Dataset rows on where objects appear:
[Start]

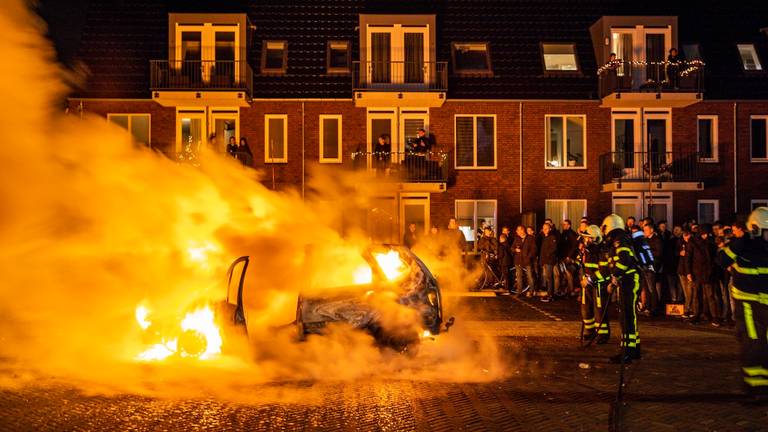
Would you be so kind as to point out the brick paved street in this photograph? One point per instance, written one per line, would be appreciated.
(688, 380)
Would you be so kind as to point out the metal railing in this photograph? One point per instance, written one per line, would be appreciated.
(201, 75)
(400, 76)
(654, 77)
(404, 166)
(618, 167)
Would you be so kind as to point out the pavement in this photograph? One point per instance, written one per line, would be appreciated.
(688, 380)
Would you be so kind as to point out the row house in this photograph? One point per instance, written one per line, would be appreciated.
(529, 114)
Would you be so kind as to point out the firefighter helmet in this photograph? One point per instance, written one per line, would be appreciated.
(758, 220)
(612, 222)
(593, 232)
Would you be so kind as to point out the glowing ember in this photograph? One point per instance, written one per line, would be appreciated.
(391, 264)
(198, 337)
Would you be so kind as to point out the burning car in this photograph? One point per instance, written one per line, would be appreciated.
(397, 283)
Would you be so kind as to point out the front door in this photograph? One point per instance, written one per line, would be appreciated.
(414, 208)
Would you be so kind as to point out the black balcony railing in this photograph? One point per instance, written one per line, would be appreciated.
(400, 76)
(657, 167)
(201, 75)
(404, 166)
(654, 77)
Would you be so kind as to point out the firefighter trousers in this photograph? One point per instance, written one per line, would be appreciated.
(629, 287)
(752, 330)
(594, 303)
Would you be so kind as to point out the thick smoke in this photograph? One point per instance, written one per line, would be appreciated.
(92, 225)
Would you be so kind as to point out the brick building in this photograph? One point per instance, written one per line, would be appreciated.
(529, 115)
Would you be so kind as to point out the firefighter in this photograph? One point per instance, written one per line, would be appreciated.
(625, 276)
(748, 259)
(594, 292)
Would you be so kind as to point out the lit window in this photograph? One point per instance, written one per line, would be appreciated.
(749, 57)
(475, 141)
(559, 57)
(707, 138)
(275, 138)
(759, 137)
(560, 210)
(471, 58)
(274, 57)
(566, 142)
(137, 124)
(470, 214)
(708, 211)
(338, 57)
(330, 138)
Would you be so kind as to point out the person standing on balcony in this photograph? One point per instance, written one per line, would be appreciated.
(232, 147)
(244, 153)
(411, 236)
(673, 69)
(382, 155)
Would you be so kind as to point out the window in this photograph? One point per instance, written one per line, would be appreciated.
(475, 141)
(753, 204)
(559, 57)
(471, 58)
(275, 138)
(708, 211)
(471, 213)
(559, 210)
(566, 141)
(137, 124)
(274, 57)
(330, 138)
(707, 138)
(759, 138)
(749, 58)
(692, 51)
(338, 57)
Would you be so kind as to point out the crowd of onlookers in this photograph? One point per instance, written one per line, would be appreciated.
(686, 267)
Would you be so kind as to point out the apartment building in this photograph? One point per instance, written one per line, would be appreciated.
(528, 113)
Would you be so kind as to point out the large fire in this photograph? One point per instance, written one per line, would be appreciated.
(197, 336)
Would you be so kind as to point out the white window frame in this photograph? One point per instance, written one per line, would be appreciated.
(715, 139)
(474, 213)
(267, 118)
(564, 216)
(759, 202)
(130, 122)
(715, 202)
(547, 118)
(323, 159)
(753, 53)
(765, 119)
(474, 142)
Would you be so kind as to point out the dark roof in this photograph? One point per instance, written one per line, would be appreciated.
(121, 36)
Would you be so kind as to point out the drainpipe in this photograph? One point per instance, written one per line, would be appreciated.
(735, 163)
(302, 151)
(521, 157)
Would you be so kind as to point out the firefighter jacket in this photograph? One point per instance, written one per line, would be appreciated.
(621, 258)
(748, 258)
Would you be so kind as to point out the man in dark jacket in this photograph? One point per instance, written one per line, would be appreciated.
(685, 271)
(653, 278)
(548, 260)
(703, 261)
(524, 248)
(568, 249)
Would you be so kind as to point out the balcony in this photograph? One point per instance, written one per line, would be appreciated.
(656, 84)
(399, 83)
(404, 167)
(641, 171)
(191, 82)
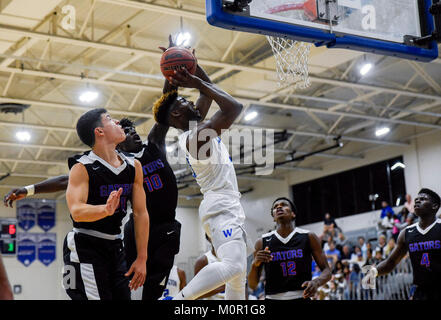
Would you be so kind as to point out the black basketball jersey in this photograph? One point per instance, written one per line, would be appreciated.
(424, 247)
(159, 184)
(291, 261)
(103, 179)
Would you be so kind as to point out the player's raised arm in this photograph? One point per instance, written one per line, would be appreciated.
(50, 185)
(204, 102)
(76, 198)
(395, 257)
(230, 108)
(141, 219)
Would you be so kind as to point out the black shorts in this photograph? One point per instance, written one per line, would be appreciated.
(164, 240)
(94, 268)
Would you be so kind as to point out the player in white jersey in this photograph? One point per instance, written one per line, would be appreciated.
(205, 259)
(220, 212)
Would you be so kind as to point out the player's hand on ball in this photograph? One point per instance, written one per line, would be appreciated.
(311, 289)
(113, 201)
(14, 195)
(183, 78)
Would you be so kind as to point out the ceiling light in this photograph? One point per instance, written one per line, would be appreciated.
(365, 68)
(23, 136)
(183, 39)
(398, 165)
(382, 131)
(250, 116)
(88, 96)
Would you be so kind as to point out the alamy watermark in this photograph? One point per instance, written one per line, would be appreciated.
(69, 277)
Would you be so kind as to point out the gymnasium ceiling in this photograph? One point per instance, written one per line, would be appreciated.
(113, 50)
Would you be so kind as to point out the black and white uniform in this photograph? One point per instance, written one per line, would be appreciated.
(424, 247)
(173, 284)
(165, 231)
(290, 266)
(95, 249)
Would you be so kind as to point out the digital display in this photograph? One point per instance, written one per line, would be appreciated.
(8, 246)
(9, 229)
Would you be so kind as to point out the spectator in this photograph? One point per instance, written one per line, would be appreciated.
(389, 247)
(404, 214)
(330, 238)
(378, 256)
(386, 225)
(317, 272)
(409, 204)
(381, 245)
(369, 258)
(332, 254)
(363, 246)
(341, 241)
(329, 224)
(333, 292)
(341, 285)
(346, 253)
(368, 246)
(397, 227)
(338, 268)
(357, 251)
(357, 258)
(386, 209)
(354, 281)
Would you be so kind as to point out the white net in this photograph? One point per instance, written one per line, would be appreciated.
(291, 61)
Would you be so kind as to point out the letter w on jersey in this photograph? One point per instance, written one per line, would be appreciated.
(228, 232)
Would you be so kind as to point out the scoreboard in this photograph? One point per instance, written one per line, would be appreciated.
(8, 235)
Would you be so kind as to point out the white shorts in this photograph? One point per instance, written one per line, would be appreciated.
(223, 218)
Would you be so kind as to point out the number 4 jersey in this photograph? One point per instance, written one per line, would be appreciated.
(291, 263)
(424, 248)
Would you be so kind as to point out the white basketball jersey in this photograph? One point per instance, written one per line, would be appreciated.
(212, 258)
(173, 283)
(215, 174)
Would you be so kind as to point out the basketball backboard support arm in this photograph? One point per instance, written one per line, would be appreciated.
(334, 33)
(435, 10)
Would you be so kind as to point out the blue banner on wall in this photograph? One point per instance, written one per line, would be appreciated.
(47, 243)
(46, 214)
(26, 247)
(26, 213)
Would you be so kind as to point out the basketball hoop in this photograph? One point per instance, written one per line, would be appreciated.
(291, 56)
(291, 61)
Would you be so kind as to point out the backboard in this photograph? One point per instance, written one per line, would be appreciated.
(377, 26)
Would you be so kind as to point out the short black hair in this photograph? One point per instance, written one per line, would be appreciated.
(432, 194)
(126, 123)
(162, 106)
(87, 123)
(292, 205)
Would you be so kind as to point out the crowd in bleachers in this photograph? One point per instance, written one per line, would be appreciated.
(347, 257)
(347, 254)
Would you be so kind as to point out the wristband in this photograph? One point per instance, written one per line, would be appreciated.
(30, 189)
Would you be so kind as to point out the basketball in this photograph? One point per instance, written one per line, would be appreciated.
(176, 58)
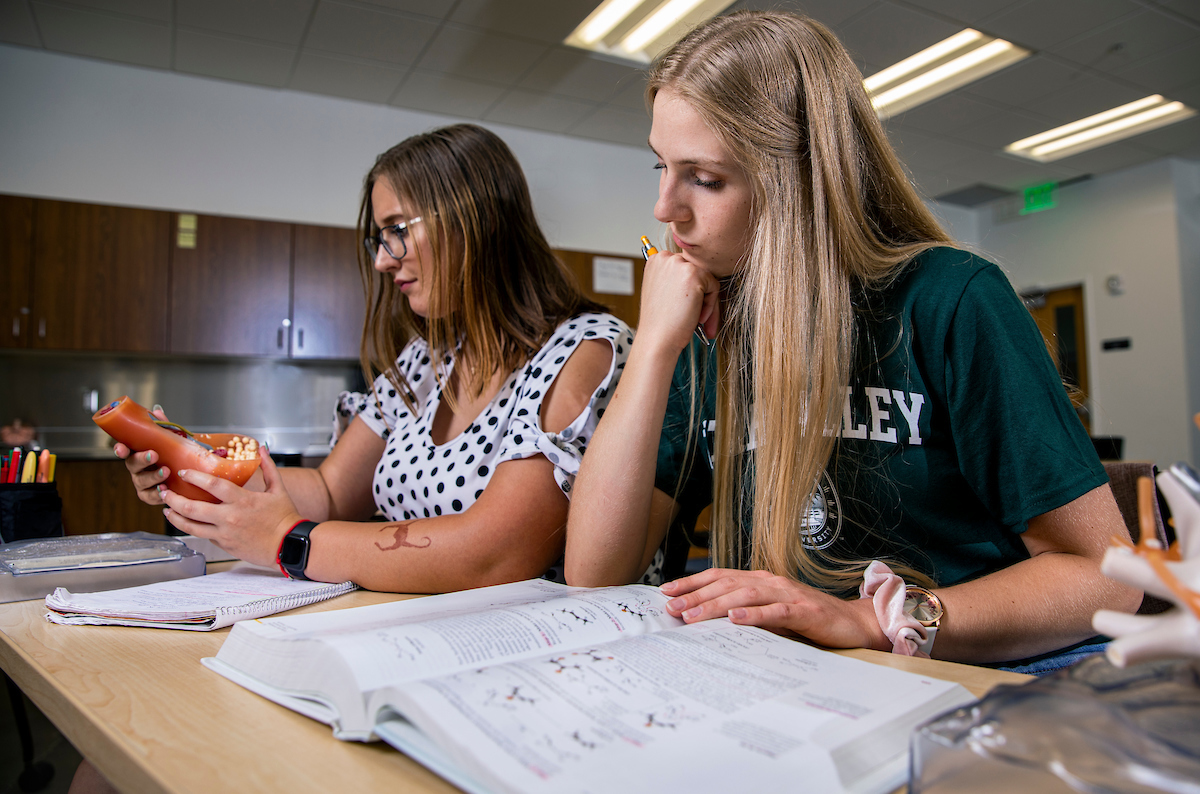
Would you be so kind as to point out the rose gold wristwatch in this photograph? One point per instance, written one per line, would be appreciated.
(925, 608)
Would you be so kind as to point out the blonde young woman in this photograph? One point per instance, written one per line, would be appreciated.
(871, 394)
(492, 372)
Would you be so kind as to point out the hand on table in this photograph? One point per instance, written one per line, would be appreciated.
(778, 605)
(249, 524)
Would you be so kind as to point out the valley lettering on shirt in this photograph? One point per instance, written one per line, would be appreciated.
(879, 405)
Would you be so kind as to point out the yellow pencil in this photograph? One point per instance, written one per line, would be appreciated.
(30, 468)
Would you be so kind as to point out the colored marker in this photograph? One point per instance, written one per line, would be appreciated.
(29, 470)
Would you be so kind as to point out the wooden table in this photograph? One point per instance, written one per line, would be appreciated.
(139, 705)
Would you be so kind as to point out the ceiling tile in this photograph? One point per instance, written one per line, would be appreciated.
(276, 20)
(1003, 128)
(570, 72)
(353, 79)
(1025, 80)
(930, 184)
(1168, 71)
(156, 10)
(888, 34)
(447, 94)
(1126, 41)
(378, 35)
(100, 35)
(1175, 137)
(546, 20)
(432, 8)
(921, 150)
(616, 125)
(970, 12)
(233, 59)
(17, 24)
(1041, 24)
(631, 94)
(480, 56)
(1008, 172)
(946, 114)
(1109, 158)
(1186, 8)
(1089, 95)
(1188, 95)
(525, 108)
(828, 12)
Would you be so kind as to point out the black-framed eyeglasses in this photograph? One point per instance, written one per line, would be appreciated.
(391, 239)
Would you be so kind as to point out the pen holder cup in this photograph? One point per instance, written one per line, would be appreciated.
(30, 510)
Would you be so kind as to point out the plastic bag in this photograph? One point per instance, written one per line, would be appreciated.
(1091, 727)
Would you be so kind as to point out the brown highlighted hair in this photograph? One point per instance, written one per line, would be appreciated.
(497, 290)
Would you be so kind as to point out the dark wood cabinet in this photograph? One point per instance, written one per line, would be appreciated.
(229, 292)
(16, 269)
(83, 276)
(107, 278)
(328, 302)
(99, 497)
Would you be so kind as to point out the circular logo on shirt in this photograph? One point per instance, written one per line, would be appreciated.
(821, 524)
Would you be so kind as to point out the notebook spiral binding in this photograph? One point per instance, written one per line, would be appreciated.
(282, 603)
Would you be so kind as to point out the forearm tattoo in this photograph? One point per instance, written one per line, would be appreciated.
(400, 537)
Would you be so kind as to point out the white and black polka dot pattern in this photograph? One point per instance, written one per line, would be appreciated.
(418, 479)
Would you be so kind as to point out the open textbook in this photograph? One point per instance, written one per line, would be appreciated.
(537, 686)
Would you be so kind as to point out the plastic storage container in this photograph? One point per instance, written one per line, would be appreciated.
(31, 569)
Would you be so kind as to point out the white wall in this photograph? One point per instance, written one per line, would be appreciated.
(1127, 224)
(91, 131)
(1187, 196)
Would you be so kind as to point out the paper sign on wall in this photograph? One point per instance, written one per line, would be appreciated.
(186, 236)
(611, 276)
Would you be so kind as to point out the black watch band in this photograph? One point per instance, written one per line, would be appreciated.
(293, 555)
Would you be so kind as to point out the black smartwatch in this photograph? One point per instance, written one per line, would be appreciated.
(294, 549)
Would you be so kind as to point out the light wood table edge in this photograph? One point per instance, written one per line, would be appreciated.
(119, 759)
(106, 749)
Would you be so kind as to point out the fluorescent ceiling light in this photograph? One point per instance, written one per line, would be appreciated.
(1102, 128)
(937, 70)
(639, 30)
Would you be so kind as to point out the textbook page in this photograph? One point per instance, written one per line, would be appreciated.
(699, 709)
(327, 665)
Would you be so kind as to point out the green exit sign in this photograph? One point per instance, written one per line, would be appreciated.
(1038, 198)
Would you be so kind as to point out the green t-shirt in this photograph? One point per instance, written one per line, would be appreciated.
(954, 434)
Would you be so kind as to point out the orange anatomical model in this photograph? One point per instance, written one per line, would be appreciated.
(213, 452)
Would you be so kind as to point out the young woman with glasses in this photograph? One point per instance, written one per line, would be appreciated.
(492, 370)
(877, 409)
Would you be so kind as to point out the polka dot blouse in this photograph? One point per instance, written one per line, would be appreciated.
(419, 479)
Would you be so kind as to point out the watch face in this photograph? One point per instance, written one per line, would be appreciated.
(294, 551)
(923, 606)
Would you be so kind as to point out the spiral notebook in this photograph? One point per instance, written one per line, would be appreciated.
(199, 603)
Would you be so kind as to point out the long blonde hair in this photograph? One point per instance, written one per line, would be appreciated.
(497, 287)
(834, 218)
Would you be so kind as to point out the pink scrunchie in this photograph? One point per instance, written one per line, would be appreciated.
(887, 590)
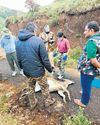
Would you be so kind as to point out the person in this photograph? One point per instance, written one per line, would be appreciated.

[End]

• REQUIREMENTS
Exactly reproduce the lines beginning at the one that contains "Would you be so kind as to point out the watch" and ending at the final line of the material, with the pictures left out.

• RESULT OF THIS EXERCISE
Would you be so kind as to point out the watch face in this photograph? One point per instance, written one per line, would be appreciated.
(294, 551)
(923, 606)
Would you be so kind as to point out the spiral notebook in this photograph? One point per instance, written one per line, would be appreciated.
(199, 603)
Would you be so kind as to point out the long blonde hair in this photograph? One point per instance, written one per line, would be appreciated.
(497, 287)
(834, 218)
Would you be so kind as to point out the pink scrunchie in this photograph? One point per instance, written one per line, would be appreciated.
(887, 590)
Would you be so kind as to point out the person in this photograph? One point per instance, written one per line, would be appreciated.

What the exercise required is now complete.